─── Data shown ───

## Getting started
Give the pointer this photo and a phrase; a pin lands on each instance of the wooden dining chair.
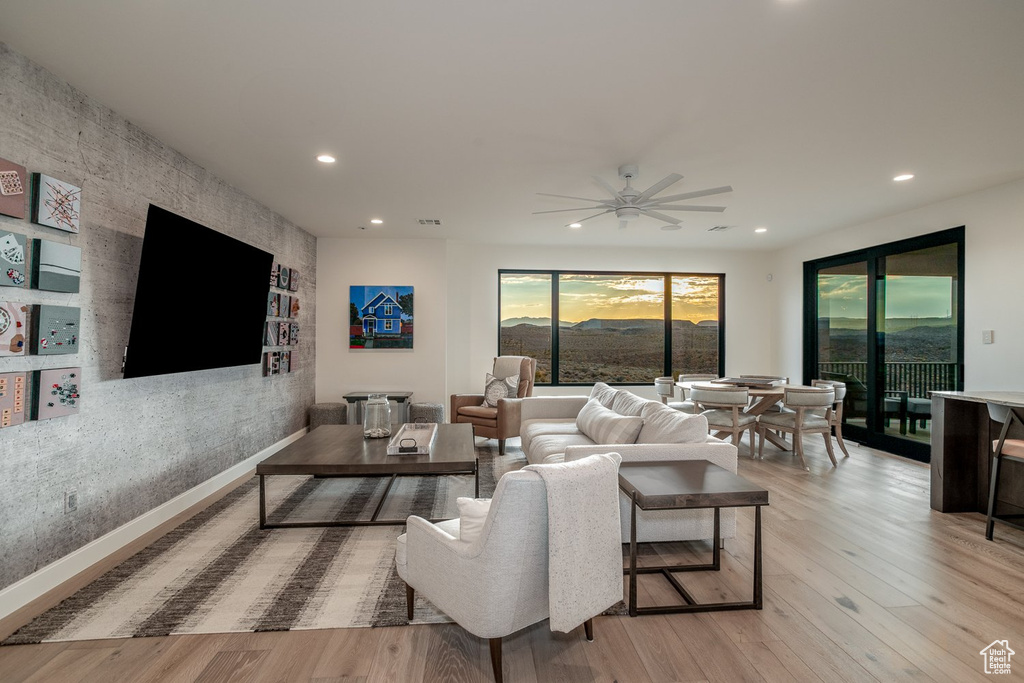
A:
(1004, 449)
(802, 400)
(725, 410)
(686, 404)
(837, 414)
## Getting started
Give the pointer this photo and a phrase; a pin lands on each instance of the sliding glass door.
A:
(888, 322)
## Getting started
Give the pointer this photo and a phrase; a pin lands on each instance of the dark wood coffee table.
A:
(340, 451)
(688, 485)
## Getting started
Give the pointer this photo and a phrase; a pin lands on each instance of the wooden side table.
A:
(688, 485)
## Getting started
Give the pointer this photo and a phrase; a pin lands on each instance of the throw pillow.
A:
(603, 393)
(628, 403)
(605, 426)
(496, 388)
(472, 513)
(666, 425)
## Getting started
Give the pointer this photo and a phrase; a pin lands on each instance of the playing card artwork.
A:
(56, 204)
(13, 317)
(57, 330)
(12, 259)
(13, 181)
(12, 398)
(57, 392)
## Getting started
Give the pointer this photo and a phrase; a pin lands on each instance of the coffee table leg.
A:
(262, 502)
(633, 555)
(757, 558)
(717, 553)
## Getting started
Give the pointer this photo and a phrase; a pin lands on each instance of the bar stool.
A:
(1003, 449)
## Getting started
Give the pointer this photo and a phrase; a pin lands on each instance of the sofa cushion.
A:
(605, 426)
(530, 429)
(665, 425)
(472, 514)
(603, 393)
(628, 403)
(549, 444)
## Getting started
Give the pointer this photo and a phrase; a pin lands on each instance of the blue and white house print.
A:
(380, 316)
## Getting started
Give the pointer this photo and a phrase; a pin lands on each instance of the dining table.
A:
(764, 393)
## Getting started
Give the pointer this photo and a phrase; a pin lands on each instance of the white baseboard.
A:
(39, 583)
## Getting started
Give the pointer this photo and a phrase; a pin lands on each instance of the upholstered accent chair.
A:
(501, 422)
(804, 401)
(502, 581)
(724, 410)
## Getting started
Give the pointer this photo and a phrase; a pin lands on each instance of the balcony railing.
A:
(916, 379)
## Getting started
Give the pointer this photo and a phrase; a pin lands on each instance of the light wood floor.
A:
(862, 583)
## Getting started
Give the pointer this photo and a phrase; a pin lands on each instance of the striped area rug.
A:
(218, 572)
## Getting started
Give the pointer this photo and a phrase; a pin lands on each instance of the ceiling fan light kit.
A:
(629, 203)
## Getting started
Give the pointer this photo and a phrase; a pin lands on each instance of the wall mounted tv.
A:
(201, 299)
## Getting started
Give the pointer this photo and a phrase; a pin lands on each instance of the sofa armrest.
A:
(509, 411)
(715, 451)
(538, 408)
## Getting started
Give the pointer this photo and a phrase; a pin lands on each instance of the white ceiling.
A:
(464, 110)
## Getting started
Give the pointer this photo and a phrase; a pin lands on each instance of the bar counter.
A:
(962, 453)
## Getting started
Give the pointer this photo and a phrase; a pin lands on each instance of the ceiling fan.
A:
(630, 203)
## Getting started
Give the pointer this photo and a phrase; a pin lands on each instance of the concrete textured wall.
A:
(136, 443)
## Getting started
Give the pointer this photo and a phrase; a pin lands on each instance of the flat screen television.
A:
(201, 299)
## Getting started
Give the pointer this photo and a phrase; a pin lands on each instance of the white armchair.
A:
(499, 583)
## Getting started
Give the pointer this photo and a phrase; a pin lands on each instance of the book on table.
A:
(413, 439)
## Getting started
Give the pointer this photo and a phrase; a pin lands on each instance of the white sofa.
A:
(550, 433)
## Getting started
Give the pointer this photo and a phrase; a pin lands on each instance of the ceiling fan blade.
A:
(604, 183)
(660, 216)
(567, 197)
(577, 209)
(668, 180)
(684, 207)
(694, 195)
(595, 215)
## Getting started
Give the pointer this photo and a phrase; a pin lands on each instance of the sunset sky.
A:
(610, 297)
(906, 296)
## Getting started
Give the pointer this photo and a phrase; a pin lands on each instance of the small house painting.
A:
(380, 316)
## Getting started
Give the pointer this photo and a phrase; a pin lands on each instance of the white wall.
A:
(420, 263)
(472, 285)
(993, 251)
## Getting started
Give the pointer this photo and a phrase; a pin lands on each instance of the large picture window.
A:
(620, 328)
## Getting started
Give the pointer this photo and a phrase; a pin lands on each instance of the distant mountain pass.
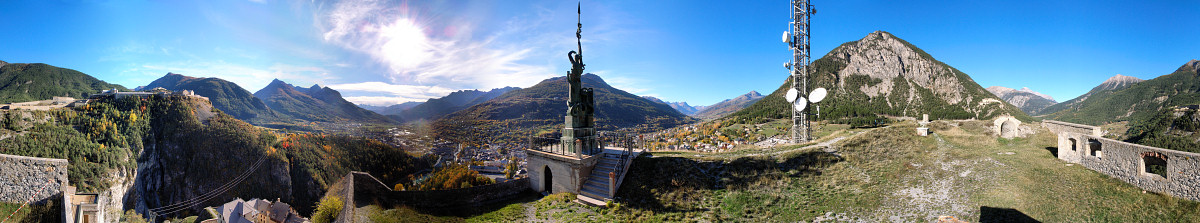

───

__Your task__.
Print again the lines of the entries above that fall between the line holding "wooden side table." and the line holding "playing card artwork.", inclusive, exactly as they stand.

__Problem solution__.
Give the pointer this photo and a phrase; a pin lands on each instance of the wooden side table.
A:
(688, 485)
## Getting started
Give the pointer this photo and a phrase; a pin lands on each instance of the throw pillow.
A:
(603, 393)
(628, 403)
(605, 426)
(496, 388)
(472, 513)
(666, 425)
## Getting started
Give the pointer this photo and a phrase; a pin lands on each instance of the playing card artwork.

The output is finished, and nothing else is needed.